## Begin
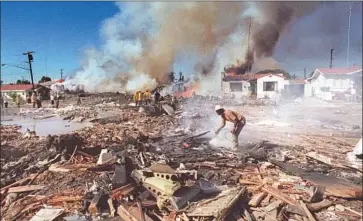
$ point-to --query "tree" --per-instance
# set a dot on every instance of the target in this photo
(45, 79)
(22, 82)
(312, 73)
(287, 75)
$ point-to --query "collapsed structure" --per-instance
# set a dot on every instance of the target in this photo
(160, 165)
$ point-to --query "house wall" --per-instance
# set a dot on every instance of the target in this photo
(226, 89)
(7, 93)
(335, 83)
(269, 94)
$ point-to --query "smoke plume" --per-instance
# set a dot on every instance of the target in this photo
(143, 40)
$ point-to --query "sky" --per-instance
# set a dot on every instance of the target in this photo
(60, 32)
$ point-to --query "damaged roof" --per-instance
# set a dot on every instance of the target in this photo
(248, 77)
(16, 87)
(346, 71)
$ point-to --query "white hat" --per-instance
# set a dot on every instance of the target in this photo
(218, 107)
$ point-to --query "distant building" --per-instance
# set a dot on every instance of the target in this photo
(24, 90)
(294, 87)
(325, 83)
(260, 85)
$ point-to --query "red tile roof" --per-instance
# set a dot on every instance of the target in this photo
(297, 81)
(16, 87)
(247, 77)
(350, 70)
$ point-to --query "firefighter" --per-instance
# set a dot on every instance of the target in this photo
(18, 100)
(147, 97)
(157, 97)
(34, 99)
(138, 97)
(237, 119)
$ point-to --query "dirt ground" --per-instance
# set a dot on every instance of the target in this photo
(291, 131)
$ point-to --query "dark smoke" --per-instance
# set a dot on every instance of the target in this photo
(265, 35)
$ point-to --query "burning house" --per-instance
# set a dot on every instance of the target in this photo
(259, 85)
(327, 83)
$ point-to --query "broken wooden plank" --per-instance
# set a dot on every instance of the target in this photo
(58, 199)
(266, 201)
(333, 186)
(276, 193)
(20, 189)
(31, 176)
(256, 199)
(347, 213)
(272, 206)
(131, 213)
(315, 207)
(306, 210)
(353, 211)
(246, 182)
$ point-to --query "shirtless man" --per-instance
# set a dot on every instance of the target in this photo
(238, 120)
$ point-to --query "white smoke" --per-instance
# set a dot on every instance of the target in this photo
(144, 39)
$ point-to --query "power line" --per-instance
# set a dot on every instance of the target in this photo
(30, 59)
(348, 45)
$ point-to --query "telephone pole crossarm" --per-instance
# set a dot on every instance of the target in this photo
(30, 59)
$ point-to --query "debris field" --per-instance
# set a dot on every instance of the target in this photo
(155, 163)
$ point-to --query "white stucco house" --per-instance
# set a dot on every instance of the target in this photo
(325, 83)
(259, 85)
(24, 90)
## End
*Work instructions*:
List each line in the listing above that contains the word "roof".

*Exercise answer*:
$ point-to --query "damaged roof" --per-instance
$ point-to --query "red tile roof" --per-instance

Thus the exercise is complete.